__Assigned task__
Leave out the pictures and copy every record exactly.

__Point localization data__
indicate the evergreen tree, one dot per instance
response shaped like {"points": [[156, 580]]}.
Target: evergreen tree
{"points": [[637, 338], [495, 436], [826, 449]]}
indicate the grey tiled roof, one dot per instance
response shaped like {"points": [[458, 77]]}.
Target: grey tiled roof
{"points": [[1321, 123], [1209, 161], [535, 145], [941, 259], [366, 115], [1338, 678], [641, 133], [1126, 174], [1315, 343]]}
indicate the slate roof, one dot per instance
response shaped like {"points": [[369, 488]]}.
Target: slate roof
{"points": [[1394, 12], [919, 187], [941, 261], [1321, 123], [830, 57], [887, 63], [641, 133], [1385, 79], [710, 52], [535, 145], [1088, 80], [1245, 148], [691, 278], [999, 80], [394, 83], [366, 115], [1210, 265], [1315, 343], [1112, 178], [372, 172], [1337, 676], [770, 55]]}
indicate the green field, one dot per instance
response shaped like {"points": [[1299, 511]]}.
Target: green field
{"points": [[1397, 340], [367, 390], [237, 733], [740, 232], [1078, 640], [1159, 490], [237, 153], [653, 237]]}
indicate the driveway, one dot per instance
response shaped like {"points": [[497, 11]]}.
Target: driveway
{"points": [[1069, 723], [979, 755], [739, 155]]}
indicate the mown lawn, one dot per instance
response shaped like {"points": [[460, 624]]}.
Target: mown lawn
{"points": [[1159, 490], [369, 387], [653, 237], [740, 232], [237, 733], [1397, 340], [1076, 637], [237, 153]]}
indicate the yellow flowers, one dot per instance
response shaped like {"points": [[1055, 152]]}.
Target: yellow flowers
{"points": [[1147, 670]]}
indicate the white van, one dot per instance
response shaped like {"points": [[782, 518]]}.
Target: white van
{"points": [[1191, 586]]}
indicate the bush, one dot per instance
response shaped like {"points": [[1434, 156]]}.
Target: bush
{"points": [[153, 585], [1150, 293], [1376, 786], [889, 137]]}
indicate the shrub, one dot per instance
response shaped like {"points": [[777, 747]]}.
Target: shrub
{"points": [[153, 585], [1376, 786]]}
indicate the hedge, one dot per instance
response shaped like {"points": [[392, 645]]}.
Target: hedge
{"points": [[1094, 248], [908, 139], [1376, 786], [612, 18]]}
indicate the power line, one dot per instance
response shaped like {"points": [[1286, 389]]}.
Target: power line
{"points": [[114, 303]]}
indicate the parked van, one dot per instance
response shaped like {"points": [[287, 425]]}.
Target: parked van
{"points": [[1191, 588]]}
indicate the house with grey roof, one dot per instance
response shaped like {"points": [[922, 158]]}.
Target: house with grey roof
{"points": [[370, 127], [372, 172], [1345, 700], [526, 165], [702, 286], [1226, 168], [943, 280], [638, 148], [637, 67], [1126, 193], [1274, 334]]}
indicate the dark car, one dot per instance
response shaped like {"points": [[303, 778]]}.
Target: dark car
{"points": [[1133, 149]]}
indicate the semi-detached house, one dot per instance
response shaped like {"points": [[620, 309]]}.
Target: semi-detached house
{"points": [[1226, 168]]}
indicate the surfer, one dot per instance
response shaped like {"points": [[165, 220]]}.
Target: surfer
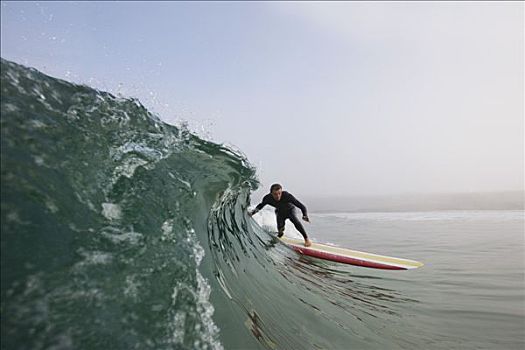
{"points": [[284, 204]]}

__Result for this exercise__
indicate the evergreen tree, one dot per instance
response shaped like {"points": [[156, 580]]}.
Target: evergreen tree
{"points": [[637, 338], [495, 436], [826, 449]]}
indicate the grey tiled roof, one dot per instance
response shaped like {"points": [[458, 77]]}.
Target: grey tiled roof
{"points": [[1321, 123], [1209, 161], [535, 145], [941, 259], [366, 115], [1338, 678], [641, 133], [1126, 174], [1315, 343]]}
indicate the slate roof, one dot per instance
response shaped like {"points": [[369, 488]]}.
Target: slate roof
{"points": [[1394, 12], [919, 187], [941, 261], [1321, 123], [830, 57], [887, 63], [641, 133], [1385, 79], [710, 52], [535, 145], [1088, 80], [1245, 148], [691, 278], [999, 80], [394, 83], [366, 115], [1210, 265], [1315, 343], [1112, 178], [372, 172], [1337, 676], [770, 55]]}
indicate the green field, one dot per instance
response shaped like {"points": [[1299, 511]]}.
Target: green field
{"points": [[1397, 340], [367, 390], [237, 733], [740, 232], [1078, 640], [1159, 490], [237, 153], [653, 237]]}
indicate the driveway, one dot per instance
response shaped like {"points": [[497, 11]]}.
Target: driveway
{"points": [[1069, 723], [979, 755], [739, 155]]}
indicate the mown lawn, one dot per instance
response shaped like {"points": [[460, 624]]}.
Target: mown lawn
{"points": [[1159, 490], [369, 387], [653, 237], [740, 232], [237, 733], [1397, 340], [1076, 637], [237, 153]]}
indicate the yellow flowers, one dot per instance
response shaped like {"points": [[1055, 152]]}.
Target: yellow flowers
{"points": [[1147, 670]]}
indicate the white van, one dot per instance
response shaped like {"points": [[782, 518]]}.
Target: white van
{"points": [[1191, 586]]}
indicate the bush, one dot per instance
response shaped like {"points": [[1434, 156]]}.
Target: bush
{"points": [[153, 585], [1150, 293], [1376, 786], [889, 137]]}
indicate the shrub, one dot per instance
response shaped like {"points": [[777, 747]]}.
Target: shrub
{"points": [[153, 585], [1376, 786]]}
indicate the hedge, one dot per instance
response shaped like {"points": [[392, 645]]}.
Target: hedge
{"points": [[1094, 248], [908, 139], [1376, 786], [612, 18]]}
indicate the power line, one dot per instance
response shaped like {"points": [[1286, 389]]}.
Target: power line
{"points": [[114, 303]]}
indicate the parked van, one dot per instance
response shaped like {"points": [[287, 425]]}.
Target: parked van
{"points": [[1191, 588]]}
indicate the house with grey roof, one dot per instance
response shaped like {"points": [[922, 158]]}.
Target: house with grey roof
{"points": [[370, 127], [372, 172], [1345, 700], [526, 165], [702, 286], [1226, 168], [943, 280], [638, 148], [637, 67], [1126, 193], [1274, 334]]}
indicate the dark car, one dot per instance
response shaped like {"points": [[303, 778]]}.
Target: dark car
{"points": [[1133, 149]]}
indicate the semi-detached house, one dot per instance
response shaped like {"points": [[620, 309]]}.
Target: semi-detached house
{"points": [[1226, 168]]}
indicate the surfer, one dot per instance
response shaped like {"points": [[165, 220]]}.
Target: surfer
{"points": [[284, 204]]}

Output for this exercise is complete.